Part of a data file
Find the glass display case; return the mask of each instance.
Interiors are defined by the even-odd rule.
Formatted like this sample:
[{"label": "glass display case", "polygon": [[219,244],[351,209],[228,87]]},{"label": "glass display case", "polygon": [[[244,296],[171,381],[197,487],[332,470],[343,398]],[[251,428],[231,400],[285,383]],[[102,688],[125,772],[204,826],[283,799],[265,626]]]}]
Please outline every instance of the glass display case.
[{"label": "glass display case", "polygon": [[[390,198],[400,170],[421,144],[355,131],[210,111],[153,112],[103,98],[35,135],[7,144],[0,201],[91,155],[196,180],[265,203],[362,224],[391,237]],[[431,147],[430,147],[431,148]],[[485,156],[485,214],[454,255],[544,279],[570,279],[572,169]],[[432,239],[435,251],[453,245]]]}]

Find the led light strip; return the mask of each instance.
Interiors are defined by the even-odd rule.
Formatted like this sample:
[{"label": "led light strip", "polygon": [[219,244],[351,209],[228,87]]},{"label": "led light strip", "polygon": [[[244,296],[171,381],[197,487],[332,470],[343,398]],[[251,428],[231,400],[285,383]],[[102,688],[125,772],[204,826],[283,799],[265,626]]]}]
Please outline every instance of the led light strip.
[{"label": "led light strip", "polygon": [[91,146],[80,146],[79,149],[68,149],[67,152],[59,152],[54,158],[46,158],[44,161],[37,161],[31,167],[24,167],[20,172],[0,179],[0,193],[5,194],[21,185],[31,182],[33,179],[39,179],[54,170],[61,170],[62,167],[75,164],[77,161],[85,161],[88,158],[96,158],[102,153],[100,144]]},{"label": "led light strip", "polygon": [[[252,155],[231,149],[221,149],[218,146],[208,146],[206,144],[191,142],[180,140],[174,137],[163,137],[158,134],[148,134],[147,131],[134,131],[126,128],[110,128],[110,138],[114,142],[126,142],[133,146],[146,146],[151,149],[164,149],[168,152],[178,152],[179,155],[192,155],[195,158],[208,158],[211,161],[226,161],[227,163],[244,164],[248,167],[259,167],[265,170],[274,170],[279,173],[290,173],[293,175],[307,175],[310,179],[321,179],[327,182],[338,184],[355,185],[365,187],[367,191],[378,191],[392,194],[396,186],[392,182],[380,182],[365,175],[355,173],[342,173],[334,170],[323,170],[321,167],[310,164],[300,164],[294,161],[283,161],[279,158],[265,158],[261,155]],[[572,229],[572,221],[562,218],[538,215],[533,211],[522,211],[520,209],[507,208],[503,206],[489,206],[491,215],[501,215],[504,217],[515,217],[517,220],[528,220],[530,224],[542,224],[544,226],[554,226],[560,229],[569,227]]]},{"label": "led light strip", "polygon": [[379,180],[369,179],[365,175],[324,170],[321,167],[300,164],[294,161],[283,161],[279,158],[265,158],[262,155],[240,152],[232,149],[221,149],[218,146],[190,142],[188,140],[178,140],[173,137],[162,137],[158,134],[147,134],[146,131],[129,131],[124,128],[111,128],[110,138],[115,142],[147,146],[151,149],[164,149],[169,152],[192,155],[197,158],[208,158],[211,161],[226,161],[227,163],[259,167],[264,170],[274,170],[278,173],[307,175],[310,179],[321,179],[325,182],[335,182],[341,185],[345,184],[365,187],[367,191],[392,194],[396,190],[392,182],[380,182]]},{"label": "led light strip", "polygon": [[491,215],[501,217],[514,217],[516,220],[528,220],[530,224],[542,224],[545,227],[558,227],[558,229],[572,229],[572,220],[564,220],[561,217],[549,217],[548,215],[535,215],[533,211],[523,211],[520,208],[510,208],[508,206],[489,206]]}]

Brief: Copy out every line of the entries above word for word, with no changes.

In response:
Find the glass display case; return the mask of each instance.
Interiors are defined by the even-odd rule.
Formatted like this sample:
[{"label": "glass display case", "polygon": [[219,244],[351,209],[228,87]]},{"label": "glass display case", "polygon": [[[244,296],[171,381],[197,487],[332,470],[343,398]],[[251,428],[231,400],[285,383]],[[102,688],[125,772],[204,826],[283,799],[265,626]]]}]
Please outline every instance of the glass display case.
[{"label": "glass display case", "polygon": [[[390,198],[400,170],[421,144],[355,131],[210,111],[153,112],[103,98],[35,135],[7,144],[0,201],[91,155],[196,180],[265,203],[362,224],[391,237]],[[431,147],[430,147],[431,148]],[[485,156],[485,214],[454,255],[544,279],[570,279],[572,169]],[[432,239],[435,251],[453,245]]]}]

Find the led light strip; return the mask of each instance.
Interiors are defined by the even-odd rule.
Formatted like this sample:
[{"label": "led light strip", "polygon": [[219,244],[351,209],[228,87]]},{"label": "led light strip", "polygon": [[[244,296],[171,381],[197,487],[332,470],[343,398]],[[251,428],[231,400],[285,383]],[[102,688],[125,772],[204,826],[283,799],[265,626]]]}]
Please outline every instance of the led light strip.
[{"label": "led light strip", "polygon": [[91,146],[80,146],[79,149],[68,149],[67,152],[59,152],[54,158],[46,158],[44,161],[37,161],[31,167],[24,167],[20,172],[0,179],[0,193],[5,194],[21,185],[31,182],[33,179],[39,179],[54,170],[61,170],[62,167],[75,164],[77,161],[85,161],[88,158],[96,158],[102,153],[100,144]]},{"label": "led light strip", "polygon": [[[252,155],[231,149],[221,149],[218,146],[208,146],[206,144],[191,142],[180,140],[174,137],[163,137],[158,134],[148,134],[147,131],[134,131],[126,128],[110,128],[110,138],[114,142],[126,142],[133,146],[146,146],[151,149],[164,149],[168,152],[178,152],[179,155],[192,155],[195,158],[208,158],[211,161],[226,161],[227,163],[244,164],[248,167],[259,167],[265,170],[274,170],[279,173],[290,173],[293,175],[307,175],[310,179],[321,179],[327,182],[338,184],[355,185],[365,187],[367,191],[378,191],[392,194],[396,186],[392,182],[380,182],[365,175],[355,173],[342,173],[334,170],[323,170],[321,167],[310,164],[300,164],[294,161],[283,161],[279,158],[265,158],[261,155]],[[572,229],[572,221],[562,218],[538,215],[533,211],[522,211],[520,209],[507,208],[503,206],[489,206],[491,215],[501,215],[504,217],[515,217],[517,220],[528,220],[530,224],[542,224],[544,226],[554,226],[560,229],[569,227]]]},{"label": "led light strip", "polygon": [[379,180],[369,179],[365,175],[324,170],[321,167],[300,164],[294,161],[283,161],[279,158],[265,158],[262,155],[240,152],[232,149],[221,149],[218,146],[190,142],[188,140],[178,140],[173,137],[162,137],[158,134],[147,134],[146,131],[129,131],[124,128],[111,128],[110,138],[115,142],[147,146],[151,149],[164,149],[169,152],[192,155],[197,158],[208,158],[211,161],[226,161],[227,163],[259,167],[264,170],[274,170],[278,173],[307,175],[310,179],[321,179],[325,182],[335,182],[341,185],[345,184],[365,187],[367,191],[392,194],[396,190],[392,182],[380,182]]},{"label": "led light strip", "polygon": [[491,215],[501,217],[514,217],[516,220],[528,220],[530,224],[542,224],[545,227],[558,227],[558,229],[572,229],[572,220],[564,220],[561,217],[549,217],[548,215],[535,215],[533,211],[523,211],[520,208],[510,208],[508,206],[489,206]]}]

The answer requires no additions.